Point localization data:

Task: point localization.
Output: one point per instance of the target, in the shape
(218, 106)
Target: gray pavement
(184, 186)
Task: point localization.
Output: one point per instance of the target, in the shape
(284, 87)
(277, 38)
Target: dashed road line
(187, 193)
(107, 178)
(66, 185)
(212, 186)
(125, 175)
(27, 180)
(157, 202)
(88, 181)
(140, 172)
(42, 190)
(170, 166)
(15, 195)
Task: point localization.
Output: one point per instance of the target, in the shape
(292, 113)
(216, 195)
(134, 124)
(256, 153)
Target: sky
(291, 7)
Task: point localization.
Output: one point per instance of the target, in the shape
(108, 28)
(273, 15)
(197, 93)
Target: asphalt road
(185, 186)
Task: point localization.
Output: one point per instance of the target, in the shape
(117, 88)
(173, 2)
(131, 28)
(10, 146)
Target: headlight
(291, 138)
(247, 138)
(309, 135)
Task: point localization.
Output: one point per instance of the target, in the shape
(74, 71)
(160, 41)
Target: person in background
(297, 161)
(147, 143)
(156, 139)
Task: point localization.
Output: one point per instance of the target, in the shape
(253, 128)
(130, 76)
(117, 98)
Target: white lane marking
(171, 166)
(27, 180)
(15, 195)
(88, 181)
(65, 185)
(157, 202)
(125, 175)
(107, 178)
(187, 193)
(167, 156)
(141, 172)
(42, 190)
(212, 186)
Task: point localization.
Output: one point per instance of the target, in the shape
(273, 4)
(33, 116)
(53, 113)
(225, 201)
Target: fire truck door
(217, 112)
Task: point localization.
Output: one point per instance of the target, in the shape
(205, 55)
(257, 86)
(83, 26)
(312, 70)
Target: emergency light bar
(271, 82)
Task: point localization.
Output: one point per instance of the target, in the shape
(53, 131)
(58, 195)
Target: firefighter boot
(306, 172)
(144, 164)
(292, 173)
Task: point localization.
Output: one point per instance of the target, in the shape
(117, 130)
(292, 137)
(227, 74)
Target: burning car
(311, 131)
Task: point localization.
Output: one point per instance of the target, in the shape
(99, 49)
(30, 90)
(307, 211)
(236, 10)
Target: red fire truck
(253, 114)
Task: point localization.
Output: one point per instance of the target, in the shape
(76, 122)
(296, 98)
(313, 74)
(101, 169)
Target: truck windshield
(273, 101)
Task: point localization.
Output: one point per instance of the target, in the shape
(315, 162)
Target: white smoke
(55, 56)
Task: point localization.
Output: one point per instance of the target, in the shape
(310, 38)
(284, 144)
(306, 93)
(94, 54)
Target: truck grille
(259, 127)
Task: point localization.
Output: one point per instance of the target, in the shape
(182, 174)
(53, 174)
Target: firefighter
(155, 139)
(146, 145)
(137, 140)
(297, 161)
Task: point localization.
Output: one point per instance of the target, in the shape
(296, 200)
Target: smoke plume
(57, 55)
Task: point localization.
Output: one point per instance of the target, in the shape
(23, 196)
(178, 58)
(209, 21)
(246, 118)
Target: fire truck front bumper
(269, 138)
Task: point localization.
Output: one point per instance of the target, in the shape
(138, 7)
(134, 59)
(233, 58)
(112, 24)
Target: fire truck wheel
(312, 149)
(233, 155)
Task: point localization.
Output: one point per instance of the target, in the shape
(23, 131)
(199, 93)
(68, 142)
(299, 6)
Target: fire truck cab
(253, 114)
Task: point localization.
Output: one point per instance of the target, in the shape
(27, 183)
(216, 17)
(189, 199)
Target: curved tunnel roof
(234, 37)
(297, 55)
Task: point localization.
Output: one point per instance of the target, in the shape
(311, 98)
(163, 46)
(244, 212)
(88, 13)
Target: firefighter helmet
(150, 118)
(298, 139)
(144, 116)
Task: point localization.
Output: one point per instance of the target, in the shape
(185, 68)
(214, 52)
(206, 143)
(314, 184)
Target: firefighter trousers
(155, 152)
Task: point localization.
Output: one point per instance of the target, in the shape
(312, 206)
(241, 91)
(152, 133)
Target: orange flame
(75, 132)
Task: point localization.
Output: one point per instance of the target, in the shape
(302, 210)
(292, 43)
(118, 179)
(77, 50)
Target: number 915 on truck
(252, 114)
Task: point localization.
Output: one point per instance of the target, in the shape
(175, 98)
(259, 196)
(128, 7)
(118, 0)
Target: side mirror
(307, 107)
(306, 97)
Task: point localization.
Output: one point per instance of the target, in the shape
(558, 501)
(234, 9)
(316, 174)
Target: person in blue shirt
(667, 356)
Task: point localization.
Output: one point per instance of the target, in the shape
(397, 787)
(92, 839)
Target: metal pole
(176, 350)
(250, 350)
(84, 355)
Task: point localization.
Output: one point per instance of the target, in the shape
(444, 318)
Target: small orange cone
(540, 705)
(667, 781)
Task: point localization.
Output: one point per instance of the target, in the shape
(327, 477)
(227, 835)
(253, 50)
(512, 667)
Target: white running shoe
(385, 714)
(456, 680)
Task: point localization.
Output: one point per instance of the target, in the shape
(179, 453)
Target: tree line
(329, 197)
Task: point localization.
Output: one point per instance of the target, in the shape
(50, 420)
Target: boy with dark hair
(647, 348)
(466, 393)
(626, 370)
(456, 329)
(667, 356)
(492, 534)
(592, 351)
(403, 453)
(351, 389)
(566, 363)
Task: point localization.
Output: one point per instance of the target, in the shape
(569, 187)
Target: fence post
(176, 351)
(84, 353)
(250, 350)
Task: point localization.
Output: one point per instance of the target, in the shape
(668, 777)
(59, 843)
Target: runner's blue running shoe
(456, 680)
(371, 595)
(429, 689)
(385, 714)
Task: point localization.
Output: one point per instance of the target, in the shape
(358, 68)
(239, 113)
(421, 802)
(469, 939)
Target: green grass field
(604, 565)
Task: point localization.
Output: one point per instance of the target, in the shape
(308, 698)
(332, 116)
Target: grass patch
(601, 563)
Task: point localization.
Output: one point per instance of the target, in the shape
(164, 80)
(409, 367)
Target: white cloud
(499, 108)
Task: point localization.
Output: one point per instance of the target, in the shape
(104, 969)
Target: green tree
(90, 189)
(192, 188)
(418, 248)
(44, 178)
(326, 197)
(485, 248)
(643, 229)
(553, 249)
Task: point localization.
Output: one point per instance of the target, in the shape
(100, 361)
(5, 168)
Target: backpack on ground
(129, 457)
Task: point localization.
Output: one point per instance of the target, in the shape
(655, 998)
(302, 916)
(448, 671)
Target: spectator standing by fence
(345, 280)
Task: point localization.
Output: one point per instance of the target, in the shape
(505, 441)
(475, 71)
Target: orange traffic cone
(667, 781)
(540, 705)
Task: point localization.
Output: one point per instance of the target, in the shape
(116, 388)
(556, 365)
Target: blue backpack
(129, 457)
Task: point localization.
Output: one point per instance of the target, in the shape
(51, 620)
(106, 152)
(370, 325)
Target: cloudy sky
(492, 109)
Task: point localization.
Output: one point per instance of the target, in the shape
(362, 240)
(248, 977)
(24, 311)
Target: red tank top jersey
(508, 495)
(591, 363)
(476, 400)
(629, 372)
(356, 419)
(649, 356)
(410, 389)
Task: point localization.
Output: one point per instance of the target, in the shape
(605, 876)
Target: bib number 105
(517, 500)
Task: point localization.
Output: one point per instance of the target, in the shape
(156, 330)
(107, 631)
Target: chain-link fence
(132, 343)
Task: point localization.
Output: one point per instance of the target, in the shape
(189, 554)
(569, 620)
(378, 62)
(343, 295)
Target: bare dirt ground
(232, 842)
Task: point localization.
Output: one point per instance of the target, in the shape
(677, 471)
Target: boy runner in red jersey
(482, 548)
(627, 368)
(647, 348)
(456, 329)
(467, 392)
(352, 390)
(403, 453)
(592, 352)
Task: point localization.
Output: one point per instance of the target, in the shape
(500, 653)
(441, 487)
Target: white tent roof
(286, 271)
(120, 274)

> [Task goal] Reproduce the data verbatim, line for line.

> [Task response]
Task: point localization.
Output: one point per instance of the target, in the shape
(218, 106)
Target: gray pavement
(184, 186)
Task: point localization.
Output: one point per instance of the target, in the shape
(284, 87)
(277, 38)
Target: dashed road line
(187, 193)
(107, 178)
(66, 185)
(212, 186)
(125, 175)
(27, 180)
(157, 202)
(88, 181)
(140, 172)
(42, 190)
(170, 166)
(15, 195)
Task: point localization.
Output: one point per instance of the target, in the shape
(292, 113)
(216, 195)
(134, 124)
(256, 153)
Target: sky
(291, 7)
Task: point localization.
Output: one point per instance of the target, in the shape
(108, 28)
(273, 15)
(197, 93)
Target: asphalt road
(185, 186)
Task: point localization.
Output: one point per instance of the target, in the shape
(117, 88)
(173, 2)
(131, 28)
(10, 146)
Target: headlight
(291, 138)
(247, 138)
(309, 135)
Task: point localization.
Output: one point per instance of the target, in the shape
(74, 71)
(160, 41)
Target: person in background
(297, 161)
(147, 143)
(156, 139)
Task: point localization.
Output: one point per instance of the target, in the shape
(253, 128)
(130, 76)
(117, 98)
Target: white lane marking
(171, 166)
(27, 180)
(15, 195)
(88, 181)
(65, 185)
(157, 202)
(125, 175)
(107, 178)
(187, 193)
(167, 156)
(141, 172)
(42, 190)
(212, 186)
Task: point localization.
Output: one point per instance of the target, in the shape
(273, 4)
(33, 116)
(53, 113)
(225, 201)
Target: fire truck door
(217, 112)
Task: point localization.
Output: one point per instance of the target, in the shape
(205, 55)
(257, 86)
(83, 26)
(312, 70)
Target: emergency light bar
(271, 82)
Task: point localization.
Output: one point per instance of the target, in the shape
(53, 131)
(58, 195)
Target: firefighter boot
(306, 172)
(144, 164)
(292, 173)
Task: point localization.
Output: one point per instance of the target, in the shape
(117, 130)
(292, 137)
(227, 74)
Target: burning car
(311, 131)
Task: point localization.
Output: one point per instance of the target, in the shape
(99, 49)
(30, 90)
(307, 211)
(236, 10)
Target: red fire truck
(253, 114)
Task: point localization.
Output: one point per instance of the target, in the shape
(76, 122)
(296, 98)
(313, 74)
(101, 169)
Target: truck windshield
(273, 101)
Task: point localization.
Output: one point per instance of the target, in the shape
(315, 162)
Target: white smoke
(55, 56)
Task: point localization.
Output: one point per instance of the target, in the shape
(310, 38)
(284, 144)
(306, 93)
(94, 54)
Target: truck grille
(259, 127)
Task: point localization.
Output: one point per instance of the target, in the shape
(182, 174)
(53, 174)
Target: firefighter
(155, 139)
(146, 145)
(137, 140)
(297, 161)
Task: point localization.
Output: one point per instance of the target, in the shape
(296, 200)
Target: smoke plume
(57, 55)
Task: point localization.
Output: one point per instance of the target, in the shape
(23, 196)
(178, 58)
(209, 21)
(246, 118)
Target: fire truck front bumper
(269, 138)
Task: point localization.
Output: one point per instance of the target, in the shape
(138, 7)
(134, 59)
(233, 58)
(112, 24)
Target: fire truck wheel
(312, 149)
(233, 155)
Task: point localization.
Output: one point per instance of the target, in the shape
(23, 131)
(199, 93)
(68, 142)
(299, 6)
Target: fire truck cab
(253, 114)
Task: point localization.
Output: one point per instance of the target, in the shape
(27, 183)
(216, 17)
(189, 199)
Target: curved tunnel roof
(234, 37)
(297, 55)
Task: point localization.
Output: one point per instance of the target, in the shape
(311, 98)
(163, 46)
(244, 212)
(88, 13)
Target: firefighter helmet
(150, 118)
(298, 139)
(144, 116)
Task: point localization.
Output: one point per instance of the target, in the shape
(185, 68)
(214, 52)
(206, 143)
(314, 184)
Target: firefighter trousers
(155, 152)
Task: point localization.
Output: one point per instance of the target, in the shape
(312, 206)
(241, 91)
(152, 133)
Target: orange flame
(75, 132)
Task: point localization.
Output: one point per instance of the target, in the shape
(302, 210)
(292, 43)
(118, 179)
(77, 50)
Target: number 915 on truck
(252, 114)
Task: point localization.
Output: one point per instance of the target, in the shape
(175, 98)
(259, 196)
(128, 7)
(118, 0)
Target: side mirror
(307, 107)
(306, 97)
Task: point localization.
Output: one point per instance of the target, in the shape
(558, 501)
(234, 9)
(316, 174)
Target: person in blue shirt
(667, 356)
Task: point localization.
Output: one point per instance of the target, in the shape
(397, 787)
(92, 839)
Target: metal pole
(176, 350)
(250, 350)
(84, 355)
Task: point localization.
Output: one point per instance of the target, in the shape
(444, 318)
Target: small orange cone
(540, 705)
(667, 781)
Task: point localization.
Output: one point per instance of the target, in the shape
(327, 477)
(227, 835)
(253, 50)
(512, 667)
Target: white running shoe
(385, 714)
(456, 680)
Task: point localization.
Output: one point per instance of the target, in the shape
(179, 453)
Target: tree line
(329, 197)
Task: point localization.
Output: one point per instance of the target, in the shape
(50, 420)
Target: boy with dark hair
(647, 348)
(466, 393)
(626, 370)
(456, 329)
(667, 356)
(492, 534)
(592, 351)
(403, 453)
(351, 389)
(566, 363)
Task: point localization.
Output: one point per instance of the target, in the shape
(569, 187)
Target: fence post
(176, 351)
(84, 353)
(250, 350)
Task: point localization.
Output: one point per instance of the target, in the shape
(668, 777)
(59, 843)
Target: runner's blue running shoe
(456, 680)
(371, 595)
(429, 689)
(385, 714)
Task: point localization.
Output: one point per instance of the target, in the shape
(358, 68)
(239, 113)
(421, 802)
(469, 939)
Target: green grass field
(604, 565)
Task: point localization.
Output: one point per instance of the target, in the shape
(308, 698)
(332, 116)
Target: grass patch
(601, 563)
Task: point localization.
Output: one point per instance of the target, in the shape
(164, 80)
(409, 367)
Target: white cloud
(499, 108)
Task: point localization.
Output: one point per instance of the target, in the shape
(104, 969)
Target: green tree
(90, 189)
(192, 188)
(418, 248)
(44, 178)
(326, 197)
(485, 248)
(643, 229)
(553, 249)
Task: point localization.
Output: one point per instance of the target, in the shape
(100, 361)
(5, 168)
Target: backpack on ground
(129, 457)
Task: point localization.
Output: one point per instance of the target, in the shape
(655, 998)
(302, 916)
(448, 671)
Target: spectator standing by fence
(345, 280)
Task: point localization.
Output: one point per instance of the target, in the shape
(505, 441)
(475, 71)
Target: orange traffic cone
(667, 781)
(540, 705)
Task: point localization.
Output: one point per instance of the target, in the shape
(116, 388)
(556, 365)
Target: blue backpack
(129, 457)
Task: point localization.
Output: one point per instance of the target, in the shape
(51, 620)
(106, 152)
(370, 325)
Target: cloudy sky
(492, 109)
Task: point localization.
Output: one point per instance of the target, in the shape
(362, 240)
(248, 977)
(24, 311)
Target: red tank top jersey
(508, 495)
(591, 363)
(476, 400)
(629, 372)
(356, 419)
(649, 356)
(410, 389)
Task: point localization.
Output: one point per instance of the target, in the shape
(605, 876)
Target: bib number 105
(517, 500)
Task: point localization.
Output: one point per instance of the target, in the shape
(156, 330)
(107, 631)
Target: chain-link fence
(132, 343)
Task: point localization.
Output: one point per instance of the target, in the shape
(189, 554)
(569, 620)
(378, 62)
(343, 295)
Target: bare dirt ground
(232, 842)
Task: point localization.
Output: one point per instance of the target, in the shape
(677, 471)
Target: boy runner in red jersey
(482, 548)
(627, 368)
(647, 348)
(456, 329)
(467, 392)
(352, 390)
(403, 453)
(592, 352)
Task: point localization.
Output: one point per instance of the target, in the shape
(500, 653)
(441, 487)
Target: white tent roof
(286, 271)
(120, 274)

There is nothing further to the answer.